Complete the following:
A) In the passage on vertical sharding, what is each master together with its slaves called at Quora?
B) Rewrite the vertical sharding passage from "1. Use mysqldump" to "table to replay.", swapping "destination master" for "target master".
## Start Reading passage
A couple of years ago, our infrastructure team implemented the ability to move a table from one MySQL host to another. This allowed us to have multiple masters with different tables on different masters, which we refer to as “ vertical sharding ”. Each one of these masters, along with its slaves, is called as a “ partition” at Quora.

The mapping from a partition to the list of tables in that partition is stored in Zookeeper (ZK). Likewise, the mapping from a partition to the master/slave physical hosts is also stored in Zookeeper.

In order to scale up in a partitioned environment, we would create a new partition, i.e., start a new MySQL server (with slaves), and move some large or high-traffic tables over to it. To move table(s) from one partition to another, we designed the following process:

1. Use mysqldump tool to dump the table in a single transaction along with the binlog position (those unfamiliar with MySQL binlogs can refer to 20.1 Binary Log Overview )

2. Restore the dump on the destination master

3. Replay binlogs just for this table on the destination master

4. When the replay is almost caught up, we do a “cutover” that involves two manual steps

Rename the table on the source partition to stop traffic to it. Table T is renamed as T__bak. Soon after the rename, the script that is replaying binlogs sees the rename table operation in binlog, and exits, as there would be no more updates to the table to replay.
We run a cmd to update the location of the table in ZK from source partition to destination partition.

Note that this approach favors consistency over availability, as there is a small window of table unavailability (“table not found” errors) between steps 4 (a) and 4 (b) above.

An advantage of this approach is that if something goes wrong we have the ability to undo. Undo basically involves replaying any changes that may have happened to the table in the reverse direction (i.e. from its new location back to its old location) and then changing the location of the table in ZK back to the original location.

Vertical sharding enabled us to scale out, rather than always needing to scale up as our data size and QPS increased. There are some disadvantages to this approach. While the table movement process outlined above works well for small tables, for large tables it can result in replication lag for the slaves of the destination partition. The table movement script can also move multiple tables together, but if the total size of those tables is large we are likely to see the replication lag problem.

If two tables need to be joined in MySQL they needed to live in same partition. Joins inside MySQL were strongly discouraged in the codebase so that we would have more freedom in choosing which tables to move for scale out. The result is that we do very few joins in MySQL. Vertical sharding also meant giving up some of our transactional functionality.
## End Reading passage
## Start Listing
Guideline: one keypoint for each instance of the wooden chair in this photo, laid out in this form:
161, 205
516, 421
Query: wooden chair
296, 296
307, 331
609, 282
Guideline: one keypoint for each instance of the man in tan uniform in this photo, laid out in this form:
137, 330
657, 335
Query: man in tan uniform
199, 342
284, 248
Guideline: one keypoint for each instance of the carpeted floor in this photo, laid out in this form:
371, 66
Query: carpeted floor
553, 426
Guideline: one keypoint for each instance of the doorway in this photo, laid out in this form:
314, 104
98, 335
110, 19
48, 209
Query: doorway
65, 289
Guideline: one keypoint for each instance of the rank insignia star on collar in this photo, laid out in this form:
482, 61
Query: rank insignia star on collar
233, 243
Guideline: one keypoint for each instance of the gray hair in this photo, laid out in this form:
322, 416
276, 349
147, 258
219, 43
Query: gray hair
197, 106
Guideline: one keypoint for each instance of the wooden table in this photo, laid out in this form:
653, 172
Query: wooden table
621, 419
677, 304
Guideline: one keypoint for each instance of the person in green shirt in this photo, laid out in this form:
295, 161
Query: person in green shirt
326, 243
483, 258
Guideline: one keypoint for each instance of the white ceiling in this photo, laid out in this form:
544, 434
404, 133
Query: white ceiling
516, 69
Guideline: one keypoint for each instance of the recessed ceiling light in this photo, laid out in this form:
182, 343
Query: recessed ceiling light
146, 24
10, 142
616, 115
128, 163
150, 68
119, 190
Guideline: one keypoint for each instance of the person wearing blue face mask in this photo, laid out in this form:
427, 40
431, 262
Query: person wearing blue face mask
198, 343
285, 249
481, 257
## End Listing
## Start Listing
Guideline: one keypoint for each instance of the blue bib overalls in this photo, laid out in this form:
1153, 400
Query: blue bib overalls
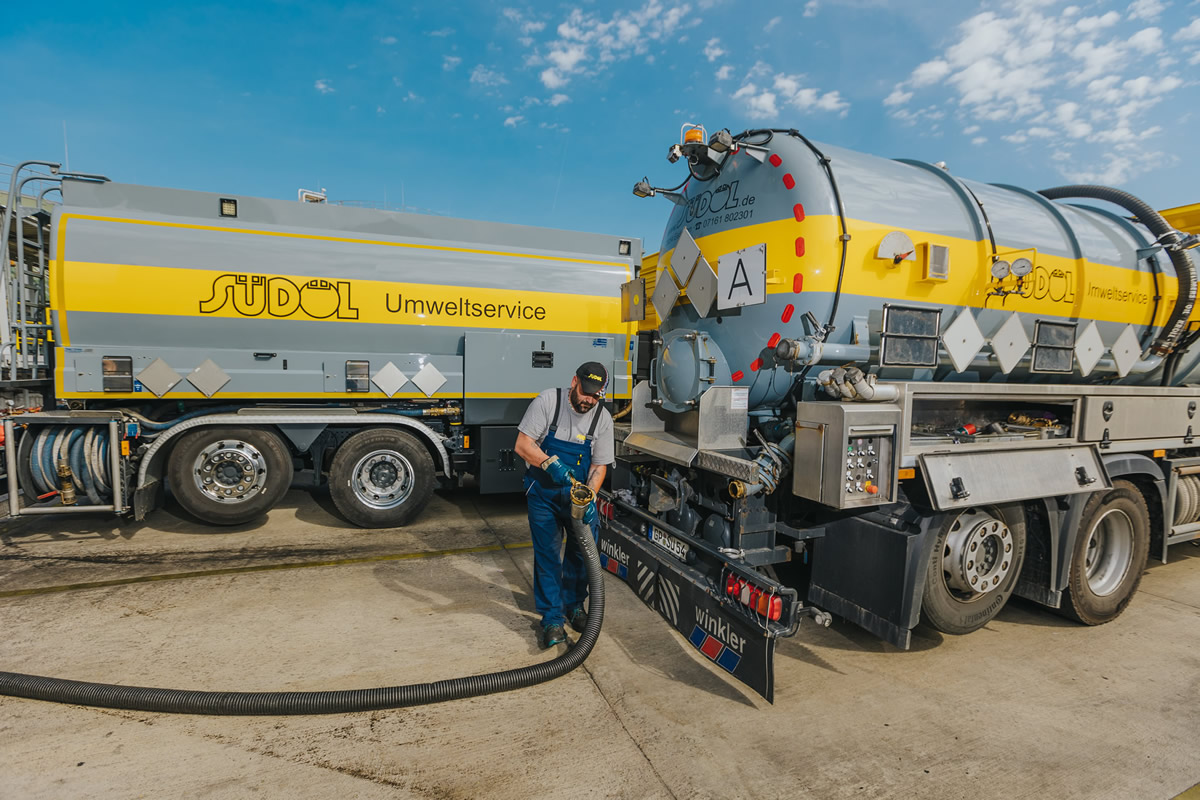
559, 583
## End Listing
The answers:
A) A "partition."

B)
1. Use mysqldump tool to dump the table in a single transaction along with the binlog position (those unfamiliar with MySQL binlogs can refer to 20.1 Binary Log Overview )

2. Restore the dump on the target master

3. Replay binlogs just for this table on the target master

4. When the replay is almost caught up, we do a “cutover” that involves two manual steps

Rename the table on the source partition to stop traffic to it. Table T is renamed as T__bak. Soon after the rename, the script that is replaying binlogs sees the rename table operation in binlog, and exits, as there would be no more updates to the table to replay.